## WHAT TO PRODUCE
An exact, complete copy of the entries below is required, minus any pictures.

Text-to-region grounding data:
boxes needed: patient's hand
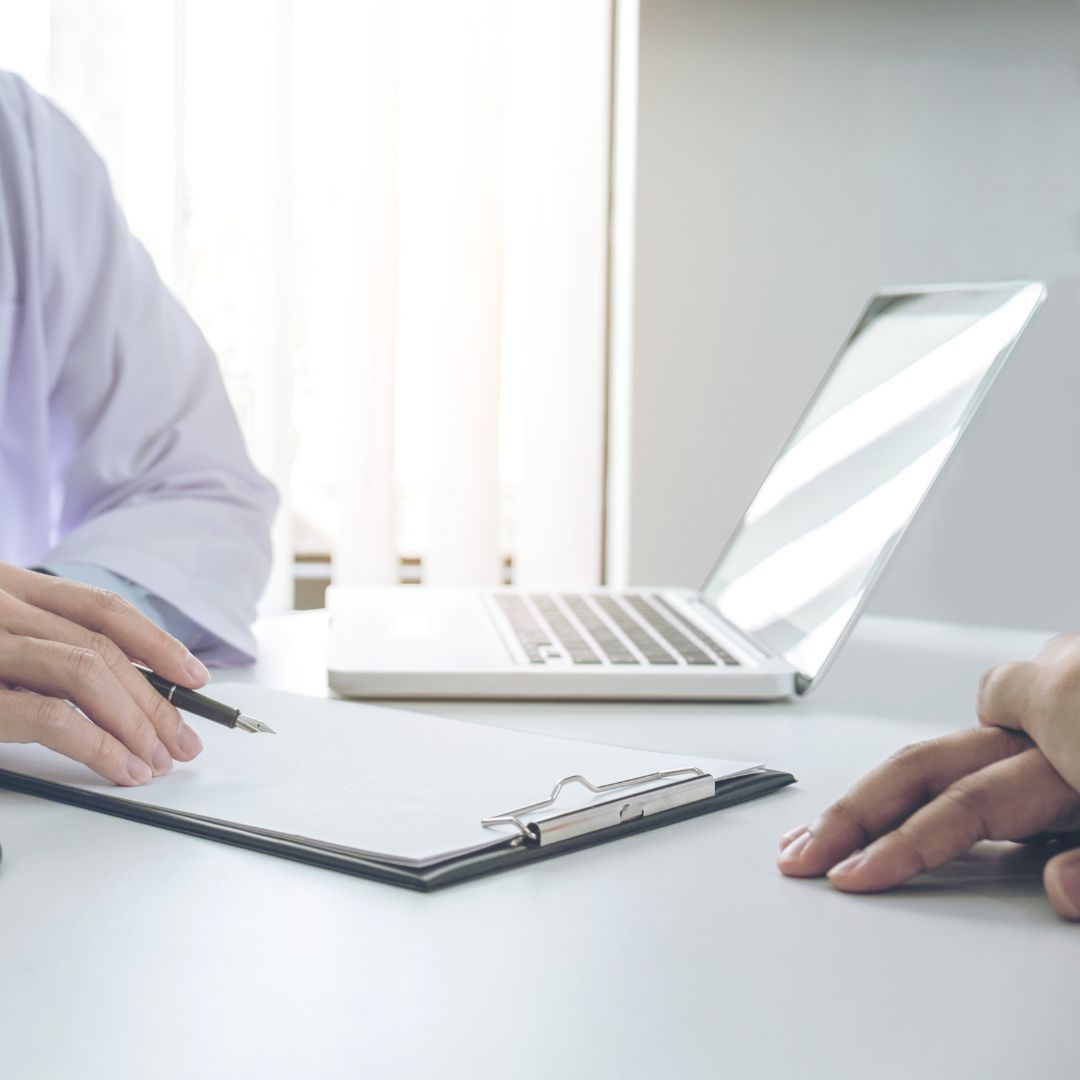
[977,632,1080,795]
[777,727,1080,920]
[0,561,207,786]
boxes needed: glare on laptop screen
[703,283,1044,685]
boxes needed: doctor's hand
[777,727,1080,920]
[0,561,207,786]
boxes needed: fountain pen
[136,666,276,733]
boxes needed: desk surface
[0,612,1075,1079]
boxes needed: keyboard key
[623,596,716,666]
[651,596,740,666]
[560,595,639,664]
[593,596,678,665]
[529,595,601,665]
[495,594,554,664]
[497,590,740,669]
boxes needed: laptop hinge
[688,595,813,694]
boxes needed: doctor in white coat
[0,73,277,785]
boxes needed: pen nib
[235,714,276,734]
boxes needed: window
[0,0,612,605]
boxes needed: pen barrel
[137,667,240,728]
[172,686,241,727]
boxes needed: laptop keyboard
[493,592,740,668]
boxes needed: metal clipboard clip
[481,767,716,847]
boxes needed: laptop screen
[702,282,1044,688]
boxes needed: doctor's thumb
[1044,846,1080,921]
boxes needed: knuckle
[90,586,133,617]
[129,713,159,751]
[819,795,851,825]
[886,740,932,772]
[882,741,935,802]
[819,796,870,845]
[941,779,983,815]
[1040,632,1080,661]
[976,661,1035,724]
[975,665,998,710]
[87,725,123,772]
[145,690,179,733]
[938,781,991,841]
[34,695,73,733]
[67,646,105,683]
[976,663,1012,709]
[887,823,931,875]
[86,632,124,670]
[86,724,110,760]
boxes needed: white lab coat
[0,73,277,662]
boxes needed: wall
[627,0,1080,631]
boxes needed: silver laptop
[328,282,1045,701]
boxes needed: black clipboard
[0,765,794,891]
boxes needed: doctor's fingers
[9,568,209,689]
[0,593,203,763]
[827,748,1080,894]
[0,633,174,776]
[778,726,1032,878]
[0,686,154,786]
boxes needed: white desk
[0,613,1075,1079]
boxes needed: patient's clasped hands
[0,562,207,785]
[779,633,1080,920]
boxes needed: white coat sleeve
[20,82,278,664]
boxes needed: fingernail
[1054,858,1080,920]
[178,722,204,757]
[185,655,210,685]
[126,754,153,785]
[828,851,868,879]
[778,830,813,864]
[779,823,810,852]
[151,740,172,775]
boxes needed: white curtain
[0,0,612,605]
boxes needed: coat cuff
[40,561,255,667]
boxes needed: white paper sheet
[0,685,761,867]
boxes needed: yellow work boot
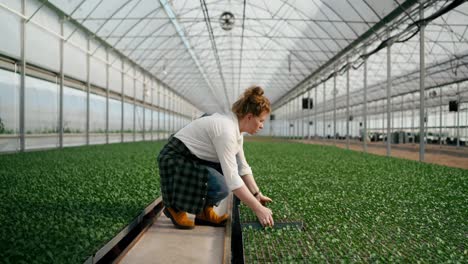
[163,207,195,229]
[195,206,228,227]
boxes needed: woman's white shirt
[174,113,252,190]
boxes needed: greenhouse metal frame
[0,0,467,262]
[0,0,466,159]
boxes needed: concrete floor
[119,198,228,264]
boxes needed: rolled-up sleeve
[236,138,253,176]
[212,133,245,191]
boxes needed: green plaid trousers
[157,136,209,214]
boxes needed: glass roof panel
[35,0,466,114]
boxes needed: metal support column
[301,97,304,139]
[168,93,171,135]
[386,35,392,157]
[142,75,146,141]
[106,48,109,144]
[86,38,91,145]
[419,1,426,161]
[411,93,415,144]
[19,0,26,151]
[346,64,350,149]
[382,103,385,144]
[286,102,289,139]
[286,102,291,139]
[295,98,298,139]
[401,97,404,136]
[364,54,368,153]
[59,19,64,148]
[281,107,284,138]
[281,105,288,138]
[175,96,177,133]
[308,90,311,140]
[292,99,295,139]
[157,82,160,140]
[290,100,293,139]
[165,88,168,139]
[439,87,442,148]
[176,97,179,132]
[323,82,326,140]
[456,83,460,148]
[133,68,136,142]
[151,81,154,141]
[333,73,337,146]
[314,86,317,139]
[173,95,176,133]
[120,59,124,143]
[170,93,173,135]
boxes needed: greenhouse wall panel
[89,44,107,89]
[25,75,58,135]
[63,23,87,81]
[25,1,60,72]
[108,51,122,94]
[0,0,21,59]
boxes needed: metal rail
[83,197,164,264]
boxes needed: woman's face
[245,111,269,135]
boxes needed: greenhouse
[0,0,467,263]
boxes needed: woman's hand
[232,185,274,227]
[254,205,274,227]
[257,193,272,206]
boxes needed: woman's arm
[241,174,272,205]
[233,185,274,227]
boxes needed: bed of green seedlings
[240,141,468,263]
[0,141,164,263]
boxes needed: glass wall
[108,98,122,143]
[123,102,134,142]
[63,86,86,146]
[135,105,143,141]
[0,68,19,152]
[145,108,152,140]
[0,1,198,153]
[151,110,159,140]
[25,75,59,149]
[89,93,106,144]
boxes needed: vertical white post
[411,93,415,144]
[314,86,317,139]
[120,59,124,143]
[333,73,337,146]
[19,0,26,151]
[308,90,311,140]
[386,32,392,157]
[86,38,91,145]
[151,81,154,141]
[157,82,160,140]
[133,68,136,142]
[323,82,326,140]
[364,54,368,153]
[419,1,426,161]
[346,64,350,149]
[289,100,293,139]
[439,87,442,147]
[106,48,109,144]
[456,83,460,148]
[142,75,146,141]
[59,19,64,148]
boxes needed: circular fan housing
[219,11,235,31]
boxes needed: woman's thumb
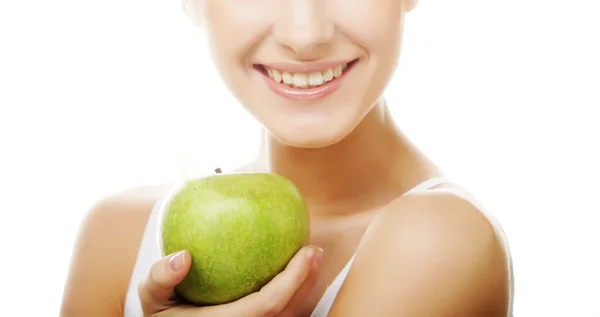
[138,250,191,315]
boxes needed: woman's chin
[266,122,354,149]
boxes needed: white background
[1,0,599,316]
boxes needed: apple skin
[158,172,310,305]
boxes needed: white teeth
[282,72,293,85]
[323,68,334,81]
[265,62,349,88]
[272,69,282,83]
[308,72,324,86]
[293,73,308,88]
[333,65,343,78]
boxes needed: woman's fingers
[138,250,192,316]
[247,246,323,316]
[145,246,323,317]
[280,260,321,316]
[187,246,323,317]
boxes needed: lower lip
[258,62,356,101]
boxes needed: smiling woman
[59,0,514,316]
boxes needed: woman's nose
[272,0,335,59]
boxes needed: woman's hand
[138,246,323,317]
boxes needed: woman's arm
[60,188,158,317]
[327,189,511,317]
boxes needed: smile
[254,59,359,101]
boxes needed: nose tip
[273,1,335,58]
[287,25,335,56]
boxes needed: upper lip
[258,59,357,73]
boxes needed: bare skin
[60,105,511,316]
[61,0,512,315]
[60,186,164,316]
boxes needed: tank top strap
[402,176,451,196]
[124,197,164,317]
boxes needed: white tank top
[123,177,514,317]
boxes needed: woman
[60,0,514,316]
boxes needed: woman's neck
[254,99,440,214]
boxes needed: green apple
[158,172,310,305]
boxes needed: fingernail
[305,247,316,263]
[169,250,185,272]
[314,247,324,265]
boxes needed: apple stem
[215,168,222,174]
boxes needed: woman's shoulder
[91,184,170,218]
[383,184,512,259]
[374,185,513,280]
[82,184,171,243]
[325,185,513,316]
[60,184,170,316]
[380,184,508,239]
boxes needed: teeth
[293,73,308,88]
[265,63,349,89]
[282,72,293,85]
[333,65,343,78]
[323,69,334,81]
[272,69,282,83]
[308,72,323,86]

## EXERCISE OUTPUT
boxes needed: patient's hand
[977,632,1080,795]
[777,727,1080,920]
[0,561,207,786]
boxes needed: glare on laptop screen
[703,283,1044,685]
boxes needed: doctor's hand
[777,727,1080,920]
[0,561,207,786]
boxes needed: fountain pen
[136,666,276,733]
boxes needed: desk surface
[0,612,1075,1079]
boxes needed: keyboard key
[623,596,716,666]
[651,596,740,666]
[560,595,639,664]
[593,596,678,665]
[529,595,601,665]
[495,594,554,664]
[497,590,740,669]
boxes needed: laptop hinge
[688,595,813,694]
boxes needed: doctor in white coat
[0,73,277,785]
boxes needed: pen nib
[235,714,276,734]
boxes needed: window
[0,0,612,605]
boxes needed: pen barrel
[137,667,240,728]
[172,686,241,727]
boxes needed: laptop keyboard
[493,592,740,668]
boxes needed: metal clipboard clip
[481,767,716,847]
boxes needed: laptop screen
[702,282,1044,688]
boxes needed: doctor's thumb
[1044,846,1080,921]
boxes needed: knuckle
[90,586,133,617]
[129,713,159,751]
[819,795,851,825]
[886,740,932,772]
[882,741,935,802]
[819,796,870,845]
[941,779,983,815]
[1040,632,1080,661]
[976,661,1035,724]
[975,665,998,710]
[87,725,123,772]
[145,690,179,733]
[938,781,991,841]
[34,695,73,733]
[67,646,105,683]
[976,663,1012,709]
[887,823,931,875]
[86,632,124,670]
[86,724,110,760]
boxes needed: white lab coat
[0,73,277,662]
boxes needed: wall
[627,0,1080,631]
boxes needed: silver laptop
[328,282,1045,701]
boxes needed: black clipboard
[0,765,794,891]
boxes needed: doctor's fingers
[9,568,209,689]
[0,593,203,763]
[827,748,1080,894]
[0,633,174,776]
[778,726,1032,878]
[0,686,154,786]
boxes needed: white desk
[0,613,1075,1079]
boxes needed: patient's clasped hands
[0,562,207,785]
[779,633,1080,920]
boxes needed: white coat sleeve
[20,82,278,664]
boxes needed: fingernail
[1054,858,1080,920]
[178,722,204,757]
[185,655,210,685]
[126,754,153,785]
[828,851,868,879]
[778,830,813,864]
[779,823,810,852]
[151,740,172,775]
boxes needed: white curtain
[0,0,612,605]
boxes needed: coat cuff
[40,561,255,667]
boxes needed: white paper sheet
[0,685,761,867]
boxes needed: yellow work boot
[163,207,195,229]
[195,206,228,227]
boxes needed: woman's white shirt
[174,113,252,190]
boxes needed: greenhouse metal frame
[0,0,467,262]
[0,0,466,159]
boxes needed: concrete floor
[119,198,228,264]
boxes needed: rolled-up sleeve
[236,138,253,176]
[212,133,245,191]
boxes needed: green plaid trousers
[157,136,209,214]
boxes needed: glass roof panel
[35,0,466,114]
boxes needed: metal support column
[301,97,304,139]
[168,93,171,135]
[386,35,392,157]
[142,75,146,141]
[106,48,109,144]
[86,38,91,145]
[419,1,426,161]
[411,93,415,144]
[19,0,26,151]
[346,64,350,149]
[382,103,385,144]
[286,102,289,139]
[286,102,291,139]
[295,98,298,139]
[401,97,404,136]
[364,54,368,153]
[59,19,64,148]
[281,107,284,138]
[281,105,288,138]
[175,96,177,133]
[308,90,311,140]
[292,99,295,139]
[157,82,160,140]
[290,100,293,139]
[165,88,168,139]
[439,87,442,148]
[176,97,179,132]
[323,82,326,140]
[456,83,460,148]
[133,68,136,142]
[151,81,154,141]
[333,73,337,146]
[314,86,317,139]
[173,95,176,133]
[120,59,124,143]
[170,93,173,135]
boxes needed: greenhouse wall panel
[89,44,107,89]
[25,75,58,135]
[63,23,87,81]
[25,1,60,72]
[108,51,122,94]
[0,0,21,59]
boxes needed: metal rail
[83,197,164,264]
boxes needed: woman's face
[245,111,269,135]
boxes needed: greenhouse
[0,0,467,263]
boxes needed: woman's hand
[232,185,274,227]
[254,205,274,227]
[257,193,272,206]
boxes needed: woman's arm
[241,174,272,205]
[233,185,274,227]
boxes needed: bed of green seedlings
[240,141,468,263]
[0,141,164,263]
boxes needed: glass wall
[108,98,122,143]
[123,102,134,142]
[63,86,86,146]
[135,105,143,141]
[0,68,19,152]
[145,108,152,140]
[0,1,198,153]
[151,110,159,140]
[25,75,59,149]
[89,93,106,144]
boxes needed: vertical white post
[411,93,415,144]
[314,86,317,139]
[120,59,124,143]
[333,73,337,146]
[19,0,26,151]
[308,90,311,140]
[386,32,392,157]
[86,38,91,145]
[151,81,154,141]
[157,82,160,140]
[133,68,136,142]
[323,82,326,140]
[364,54,368,153]
[419,1,426,161]
[346,64,350,149]
[289,100,293,139]
[439,87,442,147]
[106,48,109,144]
[456,83,460,148]
[142,75,146,141]
[59,19,64,148]
boxes needed: circular fan housing
[219,11,235,31]
boxes needed: woman's thumb
[138,250,191,315]
boxes needed: woman's chin
[266,122,354,149]
boxes needed: white background
[1,0,599,316]
boxes needed: apple skin
[158,172,310,305]
boxes needed: white teeth
[282,72,293,85]
[323,68,334,81]
[265,62,349,88]
[272,69,282,83]
[308,72,324,86]
[293,73,308,88]
[333,65,343,78]
boxes needed: woman's fingers
[138,250,192,316]
[247,246,323,316]
[145,246,323,317]
[280,260,321,316]
[187,246,323,317]
boxes needed: lower lip
[258,62,356,101]
boxes needed: smiling woman
[59,0,514,316]
boxes needed: woman's nose
[272,0,335,59]
boxes needed: woman's hand
[138,246,323,317]
boxes needed: woman's arm
[60,188,158,317]
[327,189,511,317]
boxes needed: smile
[254,59,359,101]
boxes needed: nose tip
[273,1,335,58]
[287,25,335,56]
boxes needed: upper lip
[258,59,357,73]
boxes needed: bare skin
[60,105,511,316]
[61,0,512,315]
[60,186,164,316]
boxes needed: tank top strap
[402,176,451,196]
[124,197,164,317]
boxes needed: white tank top
[123,177,514,317]
boxes needed: woman
[60,0,514,316]
boxes needed: woman's neck
[254,99,440,214]
boxes needed: green apple
[158,172,310,305]
boxes needed: fingernail
[305,247,316,263]
[169,250,185,272]
[314,247,324,265]
boxes needed: apple stem
[215,168,222,174]
boxes needed: woman's shoulder
[91,184,170,218]
[383,184,512,259]
[374,185,513,280]
[82,184,171,243]
[325,185,513,316]
[60,184,170,316]
[380,184,508,239]
boxes needed: teeth
[293,73,308,88]
[265,63,349,89]
[282,72,293,85]
[333,65,343,78]
[323,69,334,81]
[272,69,282,83]
[308,72,323,86]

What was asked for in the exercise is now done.